# Freak accident, and a safety moment for us all...



## JimG (May 2, 2005)

Yesterday, I had my Rossi single shot outside in the barn loaded with ratshot for some rodent control. I was storm-prepping, so I intended to unload it and bring it in the house. When the round ejected, it passed through my fingers (I usually catch it.), and hit the barn floor. POW! It went off! Luckily I was not hit by any pellets. I recovered the spent case all the way across the barn.

In my 50 some-odd years of shooting, I have NEVER seen that happen. I have dropped, kicked, washed, dried, stepped on, drove over and even vacuumed live rounds before... and never had one go bang, unless it was in a chamber and hit by a firing pin...

There was NO indention on the rim of the case, it was as smooth and pristine as an unfired one. Here is my hypothesis: This was an old-style crimped ratshot cartridge, not one of the capsule type. I think the weight of the shot, as the shell impacted, compressed the priming compound in the rim and caused it to detonate.

So, I will never let one of those, (or ANY live cartridge), hit the deck again! Scared the heck out of me!


----------



## pg542 (Oct 9, 2006)

Whoa...glad you're OK. That's scary.


----------



## snapperlicious (Aug 11, 2009)

That's crazy! I've have found 22 bullets in my dryer before and never went off with all that heat and bouncing around.


----------



## bubbas kenner (Sep 4, 2010)

Good post just may save a injury or worse glad your ok buddy.


----------



## Bankin' On It (Feb 14, 2013)

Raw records
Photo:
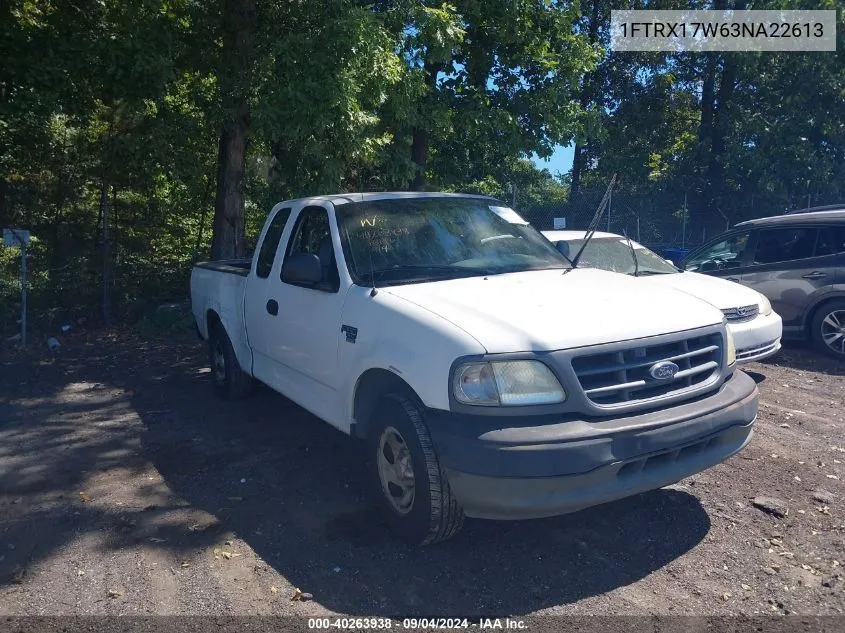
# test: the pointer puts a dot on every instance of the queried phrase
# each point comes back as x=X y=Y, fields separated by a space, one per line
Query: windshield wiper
x=634 y=255
x=421 y=269
x=594 y=223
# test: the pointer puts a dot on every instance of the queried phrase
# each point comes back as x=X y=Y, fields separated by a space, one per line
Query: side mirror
x=302 y=268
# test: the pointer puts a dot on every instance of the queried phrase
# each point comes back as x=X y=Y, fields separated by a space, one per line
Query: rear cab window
x=267 y=254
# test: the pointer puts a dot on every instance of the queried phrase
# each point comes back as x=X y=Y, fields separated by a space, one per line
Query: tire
x=230 y=381
x=829 y=321
x=433 y=513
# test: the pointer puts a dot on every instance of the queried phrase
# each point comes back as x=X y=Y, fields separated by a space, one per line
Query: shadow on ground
x=800 y=355
x=288 y=485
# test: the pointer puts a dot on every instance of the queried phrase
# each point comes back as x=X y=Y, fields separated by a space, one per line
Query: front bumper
x=525 y=467
x=757 y=339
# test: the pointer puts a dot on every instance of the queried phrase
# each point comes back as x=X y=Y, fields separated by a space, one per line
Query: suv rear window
x=831 y=240
x=781 y=245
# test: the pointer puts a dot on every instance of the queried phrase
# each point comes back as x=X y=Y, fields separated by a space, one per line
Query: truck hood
x=721 y=293
x=548 y=310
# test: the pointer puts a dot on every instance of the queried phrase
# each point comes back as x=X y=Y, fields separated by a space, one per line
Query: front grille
x=742 y=313
x=622 y=376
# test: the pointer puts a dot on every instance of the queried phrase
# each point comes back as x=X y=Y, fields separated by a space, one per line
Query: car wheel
x=230 y=381
x=406 y=478
x=828 y=329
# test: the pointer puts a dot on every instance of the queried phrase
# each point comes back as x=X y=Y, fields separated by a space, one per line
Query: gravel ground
x=127 y=488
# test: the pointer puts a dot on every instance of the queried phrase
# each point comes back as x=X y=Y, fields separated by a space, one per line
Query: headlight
x=730 y=348
x=506 y=383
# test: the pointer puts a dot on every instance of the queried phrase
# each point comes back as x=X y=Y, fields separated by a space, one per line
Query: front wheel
x=828 y=329
x=407 y=480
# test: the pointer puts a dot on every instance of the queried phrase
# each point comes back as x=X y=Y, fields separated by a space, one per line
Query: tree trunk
x=421 y=136
x=238 y=27
x=104 y=212
x=579 y=161
x=419 y=156
x=228 y=238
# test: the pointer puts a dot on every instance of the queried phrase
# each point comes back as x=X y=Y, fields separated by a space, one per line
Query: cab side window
x=270 y=245
x=782 y=245
x=312 y=235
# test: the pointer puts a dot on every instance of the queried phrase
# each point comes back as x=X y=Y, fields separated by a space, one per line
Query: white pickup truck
x=486 y=376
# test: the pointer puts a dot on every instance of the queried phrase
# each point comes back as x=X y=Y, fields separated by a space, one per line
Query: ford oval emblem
x=664 y=370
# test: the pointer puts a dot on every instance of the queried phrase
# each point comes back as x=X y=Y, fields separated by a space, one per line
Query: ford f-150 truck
x=486 y=376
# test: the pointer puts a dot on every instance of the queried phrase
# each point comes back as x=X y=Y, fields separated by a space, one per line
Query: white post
x=23 y=292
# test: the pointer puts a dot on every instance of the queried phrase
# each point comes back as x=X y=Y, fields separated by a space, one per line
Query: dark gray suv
x=797 y=261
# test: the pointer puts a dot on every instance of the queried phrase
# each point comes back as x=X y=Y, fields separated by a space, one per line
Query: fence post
x=23 y=293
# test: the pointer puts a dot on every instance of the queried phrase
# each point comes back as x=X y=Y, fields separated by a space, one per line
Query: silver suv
x=798 y=261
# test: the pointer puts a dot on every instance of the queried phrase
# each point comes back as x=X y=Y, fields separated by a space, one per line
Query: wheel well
x=811 y=315
x=211 y=319
x=372 y=384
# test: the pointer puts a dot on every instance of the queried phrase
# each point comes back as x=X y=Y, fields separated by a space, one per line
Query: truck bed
x=232 y=266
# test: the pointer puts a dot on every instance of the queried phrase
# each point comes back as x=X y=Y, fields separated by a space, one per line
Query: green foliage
x=128 y=99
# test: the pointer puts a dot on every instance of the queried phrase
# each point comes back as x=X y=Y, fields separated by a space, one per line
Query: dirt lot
x=127 y=488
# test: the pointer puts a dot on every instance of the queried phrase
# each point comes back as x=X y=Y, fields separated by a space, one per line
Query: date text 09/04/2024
x=417 y=623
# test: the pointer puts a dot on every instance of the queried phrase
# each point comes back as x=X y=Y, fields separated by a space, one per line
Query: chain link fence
x=666 y=220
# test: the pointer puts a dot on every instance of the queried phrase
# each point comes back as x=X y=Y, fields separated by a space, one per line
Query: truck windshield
x=614 y=254
x=425 y=239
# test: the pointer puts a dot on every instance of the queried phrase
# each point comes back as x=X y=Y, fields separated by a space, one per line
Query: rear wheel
x=828 y=329
x=230 y=381
x=406 y=478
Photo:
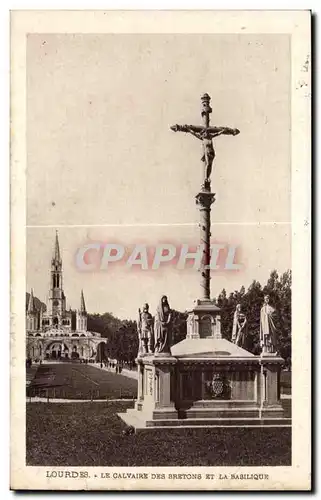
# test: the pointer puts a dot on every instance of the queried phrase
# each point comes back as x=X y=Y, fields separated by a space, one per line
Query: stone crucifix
x=205 y=197
x=206 y=134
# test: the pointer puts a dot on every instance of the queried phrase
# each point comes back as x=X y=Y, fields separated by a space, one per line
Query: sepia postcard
x=160 y=250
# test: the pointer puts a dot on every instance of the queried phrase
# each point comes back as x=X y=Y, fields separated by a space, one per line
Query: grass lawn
x=80 y=381
x=90 y=434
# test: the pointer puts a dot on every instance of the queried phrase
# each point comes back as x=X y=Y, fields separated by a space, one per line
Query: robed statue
x=239 y=331
x=145 y=330
x=162 y=326
x=206 y=135
x=268 y=334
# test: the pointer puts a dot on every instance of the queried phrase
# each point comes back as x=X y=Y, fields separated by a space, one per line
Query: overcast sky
x=100 y=152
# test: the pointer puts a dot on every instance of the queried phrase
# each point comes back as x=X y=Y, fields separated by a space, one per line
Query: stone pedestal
x=156 y=374
x=207 y=382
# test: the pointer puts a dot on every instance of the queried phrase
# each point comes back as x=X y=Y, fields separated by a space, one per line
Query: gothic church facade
x=56 y=333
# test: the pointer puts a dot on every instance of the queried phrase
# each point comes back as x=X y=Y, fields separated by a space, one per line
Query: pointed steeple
x=31 y=303
x=56 y=253
x=82 y=303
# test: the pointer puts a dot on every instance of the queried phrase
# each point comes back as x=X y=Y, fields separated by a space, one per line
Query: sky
x=103 y=164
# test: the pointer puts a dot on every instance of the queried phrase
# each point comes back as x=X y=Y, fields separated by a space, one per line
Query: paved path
x=36 y=399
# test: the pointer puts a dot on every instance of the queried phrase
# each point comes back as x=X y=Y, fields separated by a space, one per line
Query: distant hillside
x=38 y=303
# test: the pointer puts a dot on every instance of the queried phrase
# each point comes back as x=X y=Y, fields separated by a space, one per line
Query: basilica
x=55 y=333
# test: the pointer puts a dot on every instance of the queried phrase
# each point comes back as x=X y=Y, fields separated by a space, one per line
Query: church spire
x=82 y=302
x=31 y=303
x=56 y=254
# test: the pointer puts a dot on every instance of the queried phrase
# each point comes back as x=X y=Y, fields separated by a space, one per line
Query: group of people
x=154 y=334
x=268 y=335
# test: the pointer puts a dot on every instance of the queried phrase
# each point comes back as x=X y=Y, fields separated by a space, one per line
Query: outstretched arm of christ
x=208 y=132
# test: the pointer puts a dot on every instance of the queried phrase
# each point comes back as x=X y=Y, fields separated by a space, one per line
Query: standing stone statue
x=162 y=327
x=239 y=327
x=268 y=336
x=206 y=135
x=145 y=330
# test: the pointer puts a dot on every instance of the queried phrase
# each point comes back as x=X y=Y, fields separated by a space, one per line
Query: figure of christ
x=206 y=135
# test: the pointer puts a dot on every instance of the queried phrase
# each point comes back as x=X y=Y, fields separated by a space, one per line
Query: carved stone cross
x=206 y=134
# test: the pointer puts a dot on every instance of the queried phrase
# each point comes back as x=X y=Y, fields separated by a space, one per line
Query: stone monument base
x=207 y=383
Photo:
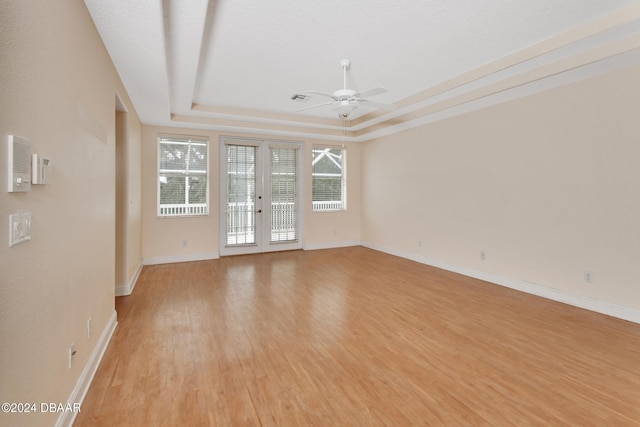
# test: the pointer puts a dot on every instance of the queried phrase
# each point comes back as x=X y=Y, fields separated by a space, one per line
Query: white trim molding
x=127 y=289
x=79 y=392
x=180 y=258
x=581 y=301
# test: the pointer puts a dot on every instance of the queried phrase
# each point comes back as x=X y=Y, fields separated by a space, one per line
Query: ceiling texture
x=234 y=66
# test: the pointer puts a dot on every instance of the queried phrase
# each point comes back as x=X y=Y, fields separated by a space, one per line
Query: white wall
x=547 y=186
x=162 y=237
x=58 y=89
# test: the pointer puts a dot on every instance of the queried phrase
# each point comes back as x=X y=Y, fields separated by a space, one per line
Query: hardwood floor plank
x=352 y=336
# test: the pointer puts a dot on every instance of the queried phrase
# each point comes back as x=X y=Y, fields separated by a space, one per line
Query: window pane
x=172 y=189
x=328 y=182
x=182 y=174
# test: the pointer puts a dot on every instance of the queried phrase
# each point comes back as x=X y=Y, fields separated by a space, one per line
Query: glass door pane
x=241 y=209
x=284 y=195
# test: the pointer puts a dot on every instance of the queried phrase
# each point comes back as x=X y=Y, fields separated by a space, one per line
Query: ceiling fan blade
x=323 y=94
x=380 y=105
x=371 y=92
x=314 y=106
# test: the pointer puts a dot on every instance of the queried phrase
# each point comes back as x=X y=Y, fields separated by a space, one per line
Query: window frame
x=316 y=205
x=187 y=209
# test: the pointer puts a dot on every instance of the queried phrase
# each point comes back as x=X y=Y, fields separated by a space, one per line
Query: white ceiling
x=234 y=65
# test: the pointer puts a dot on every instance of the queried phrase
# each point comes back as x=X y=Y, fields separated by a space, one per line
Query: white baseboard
x=180 y=258
x=332 y=245
x=124 y=290
x=588 y=303
x=79 y=392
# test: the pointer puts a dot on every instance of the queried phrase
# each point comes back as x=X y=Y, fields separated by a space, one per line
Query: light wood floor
x=355 y=337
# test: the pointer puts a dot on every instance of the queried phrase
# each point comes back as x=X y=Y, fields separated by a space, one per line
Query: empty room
x=230 y=213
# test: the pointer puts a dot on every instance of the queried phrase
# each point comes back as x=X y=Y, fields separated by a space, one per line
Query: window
x=328 y=179
x=182 y=177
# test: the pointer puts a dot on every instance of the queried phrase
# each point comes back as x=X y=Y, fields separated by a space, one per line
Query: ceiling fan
x=346 y=100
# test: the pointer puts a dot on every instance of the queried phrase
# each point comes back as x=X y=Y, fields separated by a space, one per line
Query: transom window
x=328 y=179
x=182 y=177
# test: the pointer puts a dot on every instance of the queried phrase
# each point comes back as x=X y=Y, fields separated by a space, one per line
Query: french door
x=260 y=192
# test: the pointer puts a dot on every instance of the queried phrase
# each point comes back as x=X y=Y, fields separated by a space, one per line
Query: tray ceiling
x=234 y=65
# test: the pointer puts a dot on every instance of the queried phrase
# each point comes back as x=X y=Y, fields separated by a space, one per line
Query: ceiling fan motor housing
x=344 y=94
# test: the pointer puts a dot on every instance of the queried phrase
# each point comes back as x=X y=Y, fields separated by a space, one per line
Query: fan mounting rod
x=345 y=63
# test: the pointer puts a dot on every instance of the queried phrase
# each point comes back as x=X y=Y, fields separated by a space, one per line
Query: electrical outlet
x=72 y=354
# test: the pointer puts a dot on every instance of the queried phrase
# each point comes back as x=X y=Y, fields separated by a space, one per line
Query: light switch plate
x=19 y=228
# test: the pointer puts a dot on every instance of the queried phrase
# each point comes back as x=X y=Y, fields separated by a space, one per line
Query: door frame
x=263 y=230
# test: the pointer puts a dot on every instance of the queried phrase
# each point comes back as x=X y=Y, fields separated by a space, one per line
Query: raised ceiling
x=234 y=65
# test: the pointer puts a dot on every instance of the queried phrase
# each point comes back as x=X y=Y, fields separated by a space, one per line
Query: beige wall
x=128 y=197
x=163 y=237
x=58 y=91
x=547 y=186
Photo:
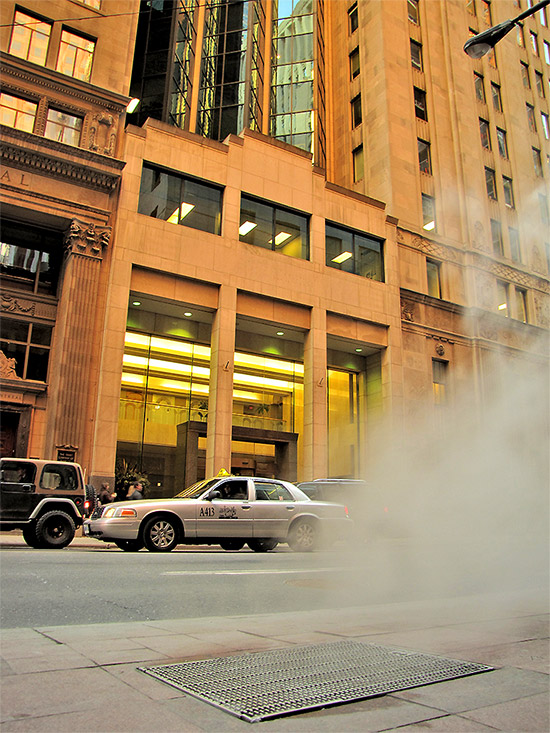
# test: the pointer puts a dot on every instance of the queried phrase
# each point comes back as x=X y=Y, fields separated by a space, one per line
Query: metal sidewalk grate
x=262 y=685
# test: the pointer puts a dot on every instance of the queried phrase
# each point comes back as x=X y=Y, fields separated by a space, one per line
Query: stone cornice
x=50 y=80
x=52 y=160
x=509 y=272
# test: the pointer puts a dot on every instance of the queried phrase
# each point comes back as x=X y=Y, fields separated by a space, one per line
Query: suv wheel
x=29 y=535
x=55 y=529
x=160 y=535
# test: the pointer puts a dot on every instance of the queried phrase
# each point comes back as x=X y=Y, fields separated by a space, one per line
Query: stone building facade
x=313 y=224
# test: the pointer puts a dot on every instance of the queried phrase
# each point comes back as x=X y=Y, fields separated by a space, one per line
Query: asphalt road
x=101 y=584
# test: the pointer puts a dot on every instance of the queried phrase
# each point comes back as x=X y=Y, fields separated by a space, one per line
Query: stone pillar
x=220 y=401
x=315 y=398
x=73 y=372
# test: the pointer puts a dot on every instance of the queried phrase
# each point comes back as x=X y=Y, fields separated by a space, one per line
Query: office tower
x=328 y=216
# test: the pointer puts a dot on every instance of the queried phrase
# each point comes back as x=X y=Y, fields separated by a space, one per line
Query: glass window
x=353 y=18
x=63 y=127
x=433 y=270
x=354 y=64
x=358 y=164
x=496 y=235
x=513 y=236
x=75 y=56
x=428 y=213
x=490 y=183
x=502 y=298
x=412 y=9
x=537 y=162
x=354 y=252
x=416 y=55
x=420 y=109
x=525 y=75
x=266 y=491
x=30 y=38
x=479 y=88
x=17 y=112
x=356 y=114
x=521 y=305
x=502 y=143
x=484 y=133
x=424 y=156
x=30 y=257
x=28 y=355
x=495 y=96
x=531 y=117
x=539 y=82
x=180 y=200
x=508 y=192
x=272 y=227
x=439 y=381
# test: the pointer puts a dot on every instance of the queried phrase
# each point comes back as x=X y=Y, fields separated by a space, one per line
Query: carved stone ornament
x=86 y=239
x=9 y=304
x=103 y=134
x=7 y=367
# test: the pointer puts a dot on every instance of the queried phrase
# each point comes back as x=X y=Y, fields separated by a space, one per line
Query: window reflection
x=354 y=252
x=180 y=200
x=274 y=228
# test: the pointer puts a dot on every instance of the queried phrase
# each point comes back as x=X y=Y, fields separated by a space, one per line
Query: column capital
x=86 y=239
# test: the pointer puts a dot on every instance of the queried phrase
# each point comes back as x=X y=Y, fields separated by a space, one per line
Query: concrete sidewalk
x=85 y=678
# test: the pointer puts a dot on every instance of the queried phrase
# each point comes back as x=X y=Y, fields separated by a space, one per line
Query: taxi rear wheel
x=160 y=534
x=303 y=536
x=232 y=544
x=129 y=545
x=263 y=545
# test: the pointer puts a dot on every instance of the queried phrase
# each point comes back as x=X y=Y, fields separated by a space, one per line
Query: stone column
x=315 y=398
x=220 y=401
x=73 y=372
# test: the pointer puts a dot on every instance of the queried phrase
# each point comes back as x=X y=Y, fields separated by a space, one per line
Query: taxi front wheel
x=160 y=535
x=303 y=536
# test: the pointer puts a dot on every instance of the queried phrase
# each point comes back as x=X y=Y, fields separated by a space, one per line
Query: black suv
x=45 y=499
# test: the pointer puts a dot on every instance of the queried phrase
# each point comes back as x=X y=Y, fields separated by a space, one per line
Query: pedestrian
x=104 y=495
x=135 y=491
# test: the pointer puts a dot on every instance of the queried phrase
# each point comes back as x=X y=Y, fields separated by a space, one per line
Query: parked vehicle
x=48 y=500
x=230 y=511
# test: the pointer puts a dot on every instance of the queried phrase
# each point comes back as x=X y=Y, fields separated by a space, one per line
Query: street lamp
x=483 y=42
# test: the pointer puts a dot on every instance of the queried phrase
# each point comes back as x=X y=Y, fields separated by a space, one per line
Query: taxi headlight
x=120 y=511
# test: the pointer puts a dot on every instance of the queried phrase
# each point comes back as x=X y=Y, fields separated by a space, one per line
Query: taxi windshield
x=192 y=492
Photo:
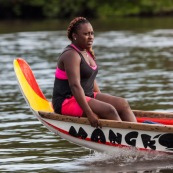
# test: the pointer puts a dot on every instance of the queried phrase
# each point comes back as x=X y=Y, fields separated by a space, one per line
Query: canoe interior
x=114 y=124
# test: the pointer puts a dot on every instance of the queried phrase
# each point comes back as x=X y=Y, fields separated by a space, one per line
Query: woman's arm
x=96 y=87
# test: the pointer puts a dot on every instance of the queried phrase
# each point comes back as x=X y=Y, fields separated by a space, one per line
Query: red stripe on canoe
x=30 y=77
x=164 y=121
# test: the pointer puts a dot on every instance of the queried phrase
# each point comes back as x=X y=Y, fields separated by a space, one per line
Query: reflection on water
x=134 y=65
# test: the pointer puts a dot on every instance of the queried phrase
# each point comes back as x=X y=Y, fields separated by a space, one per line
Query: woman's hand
x=94 y=121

▶ **EXERCISE BRIEF**: Write the next part of the forum thread about the ratshot cartridge that fired when it hit the barn floor, starting after its final header.

▶ **EXERCISE OUTPUT**:
Wow. I won't drop another one! Thanks for the heads up.


----------



## Reality Czech (Jul 17, 2004)

I've only had one incident like that in my life.
About 50 years ago I was dove hunting out here with a .410.
After the hunt I was ejecting the shells over the concrete driveway and one fell and went Boom. Blew the primer out, but didn't open the crimp.
I make it a point to unload over grass ever since.


----------



## CHARLIE (Jun 2, 2004)

Lead wont go anywhere but the case will.


----------



## longhorn11 (Feb 15, 2015)

I'd have to change my britches if that happened to me. On the bright side, without any sidewall to generate casing pressure it will just blow out or launch the shell casing backwards.


----------



## JimG (May 2, 2005)

I heard the pellets hit the barn roof. They were moving fast enough to put out an eye, for sure!


----------



## JRATexas (May 1, 2007)

snapperlicious said:


> That's crazy! I've have found 22 bullets in my dryer before and never went off with all that heat and bouncing around.


I have too... I had that "just got kicked in the special place" feeling when I pulled 2 out... perfectly fine, but very hot... thought the dryer was a little louder than normal but did not expect that...

needless to say the new gemtech sub 22's are awesome... they shoot tight groups, cycle in semi-autos, and are dryer proof...


----------



## el dorado (Jul 26, 2010)

I've never seen that...and don't be fooled by the old "it has to have a barrel" line, confined gun powder moves air at a high rate of speed, and will push lead out of the way if necessary.


----------



## gomhar57 (Jul 8, 2015)

Someone was watching other you on that one. Glad you ok.


----------



## jm423 (Sep 18, 2011)

What el dorado sez--like a chain, weakest link is what will give. Be it primer, sidewall, or projectile.


----------



## Whitebassfisher (May 4, 2007)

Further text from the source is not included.